> **Point labeling examples**
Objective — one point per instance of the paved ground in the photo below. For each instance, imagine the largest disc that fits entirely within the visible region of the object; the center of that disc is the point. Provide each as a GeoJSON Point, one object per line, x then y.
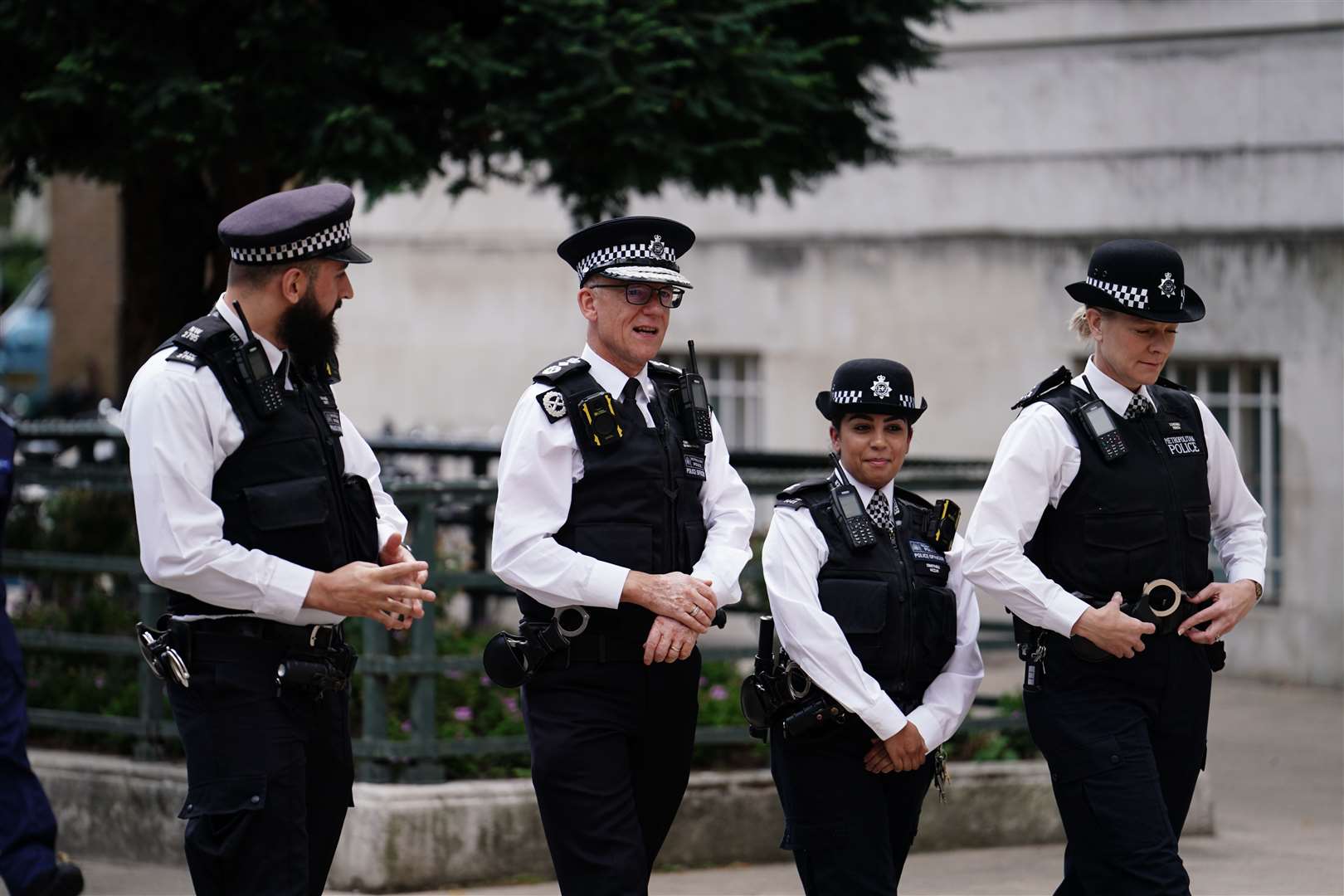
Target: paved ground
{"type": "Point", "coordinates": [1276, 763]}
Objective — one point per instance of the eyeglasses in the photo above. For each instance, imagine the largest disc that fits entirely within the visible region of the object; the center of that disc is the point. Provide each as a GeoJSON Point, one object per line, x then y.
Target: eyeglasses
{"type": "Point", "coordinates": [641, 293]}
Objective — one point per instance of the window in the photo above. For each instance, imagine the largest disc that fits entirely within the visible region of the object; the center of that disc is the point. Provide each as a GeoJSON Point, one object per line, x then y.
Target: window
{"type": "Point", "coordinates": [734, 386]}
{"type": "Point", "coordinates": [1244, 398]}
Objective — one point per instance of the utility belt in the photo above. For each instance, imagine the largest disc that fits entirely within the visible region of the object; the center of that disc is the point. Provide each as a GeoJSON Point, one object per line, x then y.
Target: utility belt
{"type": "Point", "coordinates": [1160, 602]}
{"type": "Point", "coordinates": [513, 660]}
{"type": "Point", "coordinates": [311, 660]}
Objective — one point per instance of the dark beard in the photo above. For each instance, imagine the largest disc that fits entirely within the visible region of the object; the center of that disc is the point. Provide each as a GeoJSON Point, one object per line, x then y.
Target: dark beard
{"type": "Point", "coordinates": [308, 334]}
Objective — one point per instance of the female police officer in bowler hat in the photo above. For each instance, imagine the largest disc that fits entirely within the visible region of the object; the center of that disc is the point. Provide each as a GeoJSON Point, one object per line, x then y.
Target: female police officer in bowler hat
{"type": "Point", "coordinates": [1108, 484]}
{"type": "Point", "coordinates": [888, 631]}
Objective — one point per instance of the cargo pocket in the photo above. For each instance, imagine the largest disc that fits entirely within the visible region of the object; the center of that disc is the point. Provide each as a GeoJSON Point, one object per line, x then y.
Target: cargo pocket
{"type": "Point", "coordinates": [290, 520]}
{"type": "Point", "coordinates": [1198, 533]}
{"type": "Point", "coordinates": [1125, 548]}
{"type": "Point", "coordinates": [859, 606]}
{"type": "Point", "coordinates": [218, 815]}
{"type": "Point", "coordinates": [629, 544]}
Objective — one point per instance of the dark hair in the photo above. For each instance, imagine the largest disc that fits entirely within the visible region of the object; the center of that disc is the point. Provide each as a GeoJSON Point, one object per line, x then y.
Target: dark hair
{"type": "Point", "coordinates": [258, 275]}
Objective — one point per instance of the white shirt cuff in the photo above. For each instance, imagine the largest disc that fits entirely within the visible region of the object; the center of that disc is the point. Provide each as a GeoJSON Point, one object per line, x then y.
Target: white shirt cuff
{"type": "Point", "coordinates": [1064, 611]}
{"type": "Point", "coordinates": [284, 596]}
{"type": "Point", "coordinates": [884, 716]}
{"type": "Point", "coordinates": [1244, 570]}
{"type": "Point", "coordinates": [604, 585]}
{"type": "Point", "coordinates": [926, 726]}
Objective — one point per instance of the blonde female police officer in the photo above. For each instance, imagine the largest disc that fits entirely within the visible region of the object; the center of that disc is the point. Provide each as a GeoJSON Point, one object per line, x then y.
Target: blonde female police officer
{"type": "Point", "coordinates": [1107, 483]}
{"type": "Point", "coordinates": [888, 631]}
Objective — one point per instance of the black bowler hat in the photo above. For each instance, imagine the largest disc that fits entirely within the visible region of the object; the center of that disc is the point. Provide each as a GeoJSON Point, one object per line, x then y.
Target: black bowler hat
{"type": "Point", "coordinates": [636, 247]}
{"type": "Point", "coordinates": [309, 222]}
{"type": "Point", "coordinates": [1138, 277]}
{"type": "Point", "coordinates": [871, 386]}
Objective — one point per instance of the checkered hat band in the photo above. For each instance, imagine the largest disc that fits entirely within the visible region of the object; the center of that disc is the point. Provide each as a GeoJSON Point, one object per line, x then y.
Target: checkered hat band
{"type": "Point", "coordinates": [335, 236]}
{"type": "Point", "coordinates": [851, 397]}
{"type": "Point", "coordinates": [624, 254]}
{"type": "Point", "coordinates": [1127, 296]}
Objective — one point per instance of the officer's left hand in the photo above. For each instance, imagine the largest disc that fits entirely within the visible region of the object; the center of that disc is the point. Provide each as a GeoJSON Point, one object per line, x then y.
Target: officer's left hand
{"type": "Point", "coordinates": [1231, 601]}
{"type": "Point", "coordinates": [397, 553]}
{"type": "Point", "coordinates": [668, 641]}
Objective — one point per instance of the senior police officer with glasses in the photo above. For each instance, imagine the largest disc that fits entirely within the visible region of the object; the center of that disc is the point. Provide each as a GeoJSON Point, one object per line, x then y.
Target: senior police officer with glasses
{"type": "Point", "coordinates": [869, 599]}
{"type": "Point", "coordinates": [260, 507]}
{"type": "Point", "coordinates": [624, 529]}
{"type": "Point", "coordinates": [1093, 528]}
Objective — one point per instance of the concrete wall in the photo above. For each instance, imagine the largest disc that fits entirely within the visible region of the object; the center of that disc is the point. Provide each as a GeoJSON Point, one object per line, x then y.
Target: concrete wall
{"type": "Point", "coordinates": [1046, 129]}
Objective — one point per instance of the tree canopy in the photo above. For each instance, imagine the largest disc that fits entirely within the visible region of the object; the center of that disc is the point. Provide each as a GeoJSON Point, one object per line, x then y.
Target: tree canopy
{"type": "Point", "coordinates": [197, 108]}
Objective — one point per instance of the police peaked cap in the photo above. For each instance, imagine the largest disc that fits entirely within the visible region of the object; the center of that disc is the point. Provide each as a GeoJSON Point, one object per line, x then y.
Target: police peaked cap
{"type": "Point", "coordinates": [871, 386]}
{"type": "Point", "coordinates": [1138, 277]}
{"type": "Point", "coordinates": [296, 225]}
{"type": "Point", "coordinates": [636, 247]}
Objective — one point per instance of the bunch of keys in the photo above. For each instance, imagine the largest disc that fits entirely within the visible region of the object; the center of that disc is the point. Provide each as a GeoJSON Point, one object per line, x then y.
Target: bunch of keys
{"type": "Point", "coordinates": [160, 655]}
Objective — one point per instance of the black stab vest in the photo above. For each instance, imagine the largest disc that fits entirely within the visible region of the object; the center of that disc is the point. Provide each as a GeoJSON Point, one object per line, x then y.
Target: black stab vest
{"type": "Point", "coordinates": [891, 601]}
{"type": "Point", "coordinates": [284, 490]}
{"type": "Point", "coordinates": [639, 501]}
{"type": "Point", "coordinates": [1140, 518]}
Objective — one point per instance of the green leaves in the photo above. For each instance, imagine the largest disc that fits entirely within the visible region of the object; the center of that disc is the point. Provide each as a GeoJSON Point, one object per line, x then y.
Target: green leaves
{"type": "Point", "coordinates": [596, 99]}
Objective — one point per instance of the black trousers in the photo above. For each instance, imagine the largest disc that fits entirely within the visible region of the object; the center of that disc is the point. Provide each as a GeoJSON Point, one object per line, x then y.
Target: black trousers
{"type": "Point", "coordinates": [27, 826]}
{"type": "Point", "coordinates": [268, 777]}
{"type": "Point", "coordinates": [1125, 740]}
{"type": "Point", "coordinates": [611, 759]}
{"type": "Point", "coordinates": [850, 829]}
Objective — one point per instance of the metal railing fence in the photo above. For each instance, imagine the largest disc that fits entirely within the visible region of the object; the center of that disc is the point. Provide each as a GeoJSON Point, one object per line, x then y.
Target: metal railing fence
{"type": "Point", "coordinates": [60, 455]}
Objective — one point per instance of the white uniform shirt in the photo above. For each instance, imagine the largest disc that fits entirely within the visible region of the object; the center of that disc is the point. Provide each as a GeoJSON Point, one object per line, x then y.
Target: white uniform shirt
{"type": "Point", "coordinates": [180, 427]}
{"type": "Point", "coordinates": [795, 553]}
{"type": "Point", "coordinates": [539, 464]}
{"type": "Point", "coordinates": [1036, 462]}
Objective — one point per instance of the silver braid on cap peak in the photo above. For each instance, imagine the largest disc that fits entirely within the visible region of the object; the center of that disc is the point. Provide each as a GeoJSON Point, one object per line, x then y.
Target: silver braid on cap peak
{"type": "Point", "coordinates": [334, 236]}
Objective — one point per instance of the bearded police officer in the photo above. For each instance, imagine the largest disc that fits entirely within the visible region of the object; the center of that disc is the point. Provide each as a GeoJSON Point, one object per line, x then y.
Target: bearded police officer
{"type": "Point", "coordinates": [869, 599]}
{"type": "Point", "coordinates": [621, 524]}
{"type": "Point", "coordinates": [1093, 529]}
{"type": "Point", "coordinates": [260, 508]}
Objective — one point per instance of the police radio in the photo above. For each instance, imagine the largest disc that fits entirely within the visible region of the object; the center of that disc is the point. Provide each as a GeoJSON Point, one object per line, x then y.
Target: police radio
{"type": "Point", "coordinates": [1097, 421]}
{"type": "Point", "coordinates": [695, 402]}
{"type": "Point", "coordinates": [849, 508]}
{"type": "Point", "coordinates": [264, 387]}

> **TASK OBJECTIVE**
Find the line that contains "Objective — one point per instance of the silver". Repeat it and every line after it, exactly as written, up to and including the last line of the records above.

> **OUTPUT OF THE EXERCISE**
Objective — one point per instance of the silver braid on cap peak in the photo above. For each instance, imagine the largest disc that fits entirely within the visible region of the object; the center of that disc is the point. Provide each as a GeoJSON Point, one object per line, x then y.
Target: silver braid on cap peak
{"type": "Point", "coordinates": [334, 236]}
Objective — one point per instance of the bearded police officer in the photo above. For each instance, imagine the largest disc that fits entirely within the visible region of the object; the center of that disc is the point. Provide each as a GeoJSON Point, one object per line, x then y.
Target: bearded police officer
{"type": "Point", "coordinates": [869, 599]}
{"type": "Point", "coordinates": [621, 524]}
{"type": "Point", "coordinates": [1093, 529]}
{"type": "Point", "coordinates": [260, 508]}
Objective — one point per instance of the police radio in the photo above. For each instance, imagine the largest disc that fits entirely within the visible region of the object; the center of that disc is the point. Provide each as a GeoJSON Point, one object per line, x then y.
Target: police radio
{"type": "Point", "coordinates": [1097, 421]}
{"type": "Point", "coordinates": [695, 402]}
{"type": "Point", "coordinates": [849, 508]}
{"type": "Point", "coordinates": [264, 387]}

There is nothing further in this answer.